Copy the data that follows exactly. Include no pictures.
═════ DATASET ENTRIES ═════
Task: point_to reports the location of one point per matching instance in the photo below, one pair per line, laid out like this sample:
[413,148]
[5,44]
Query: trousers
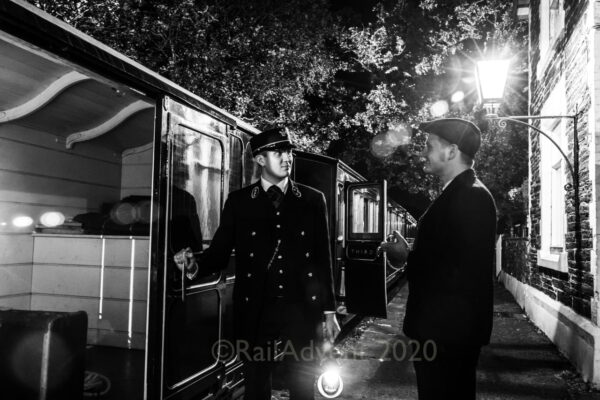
[281,326]
[448,374]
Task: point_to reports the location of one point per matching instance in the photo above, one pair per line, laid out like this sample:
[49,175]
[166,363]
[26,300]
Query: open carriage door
[192,156]
[365,230]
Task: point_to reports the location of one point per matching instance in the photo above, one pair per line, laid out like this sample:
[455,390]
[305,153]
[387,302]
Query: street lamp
[491,78]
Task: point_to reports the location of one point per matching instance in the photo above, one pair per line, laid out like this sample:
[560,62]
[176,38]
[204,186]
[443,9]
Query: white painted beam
[43,98]
[109,124]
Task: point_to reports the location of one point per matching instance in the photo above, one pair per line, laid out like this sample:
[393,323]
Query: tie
[275,195]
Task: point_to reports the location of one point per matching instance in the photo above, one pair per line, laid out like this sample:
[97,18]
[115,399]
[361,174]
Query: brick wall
[514,258]
[569,57]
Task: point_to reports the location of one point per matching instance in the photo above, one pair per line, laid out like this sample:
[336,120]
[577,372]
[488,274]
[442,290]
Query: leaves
[334,83]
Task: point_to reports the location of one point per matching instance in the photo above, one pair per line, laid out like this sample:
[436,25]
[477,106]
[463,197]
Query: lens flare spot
[457,97]
[439,108]
[22,221]
[380,147]
[399,134]
[52,218]
[330,382]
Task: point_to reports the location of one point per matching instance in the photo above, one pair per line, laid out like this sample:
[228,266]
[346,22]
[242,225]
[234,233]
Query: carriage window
[196,189]
[365,215]
[236,171]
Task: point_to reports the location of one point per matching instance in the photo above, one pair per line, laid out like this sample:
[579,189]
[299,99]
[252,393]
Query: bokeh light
[439,108]
[52,218]
[385,144]
[381,146]
[458,96]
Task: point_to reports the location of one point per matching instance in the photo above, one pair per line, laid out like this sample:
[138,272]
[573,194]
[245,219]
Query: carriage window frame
[184,129]
[239,157]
═════
◆ ANSWER TO THIS EXERCISE ◆
Task: point_to reports the location of one point per matching instance in the photo below, one pair per line, laid out like this sample:
[413,148]
[5,44]
Query: trousers
[281,326]
[448,374]
Task: point_to reports the location of one point per matching instance in the photo above, one pair per line, laid out like this sample:
[49,175]
[166,363]
[26,300]
Query: open carriage door
[192,156]
[365,230]
Task: point_to reports the location of one point per matching instance in the photo above, one pair per line, laid out like this sample:
[455,390]
[305,153]
[387,302]
Query: street lamp
[491,78]
Task: point_to reports the location of one point per matching instance in the photo above, one pair per line, laid out like this sample:
[560,62]
[176,38]
[204,186]
[443,9]
Query: white painted beam
[43,98]
[109,124]
Task: point_to reports the location of one point per matching instance in the photo above, one pair per line, laid out like this sample:
[393,323]
Query: tie
[275,195]
Task: point_to reports the location of one point per matching instance in the photo above, one pair per line, laid out like this sample:
[97,18]
[115,399]
[361,174]
Query: brick wall
[514,258]
[569,57]
Task: point_to reports the location of one point per matching instance in the photo above, one pair per line, laid out like this sample:
[336,120]
[577,372]
[488,274]
[442,290]
Query: leaves
[334,83]
Task: point_to reports the location of one point per matching instance in the photo above, one pair per line, laid out like this sample:
[436,25]
[477,106]
[463,197]
Query: lens flare spot
[457,97]
[439,108]
[22,221]
[380,147]
[399,134]
[52,218]
[330,382]
Task: point_to reports the location of one point per matching instance in the photo above, one pair per line, laid out like this sample:
[228,266]
[346,22]
[242,225]
[234,233]
Query: carriage window
[196,189]
[365,215]
[236,171]
Task: point_to reports the location of one point per matching instance in the photo above, one pair per line, laid out like this sample:
[579,189]
[299,99]
[252,393]
Query: bokeh light
[439,108]
[52,218]
[385,144]
[381,146]
[458,96]
Task: point_to reports the location of one point per matching instance in the photo above, one pair per line, laid out like this sample:
[138,272]
[573,194]
[245,219]
Query: carriage window frame
[184,129]
[239,157]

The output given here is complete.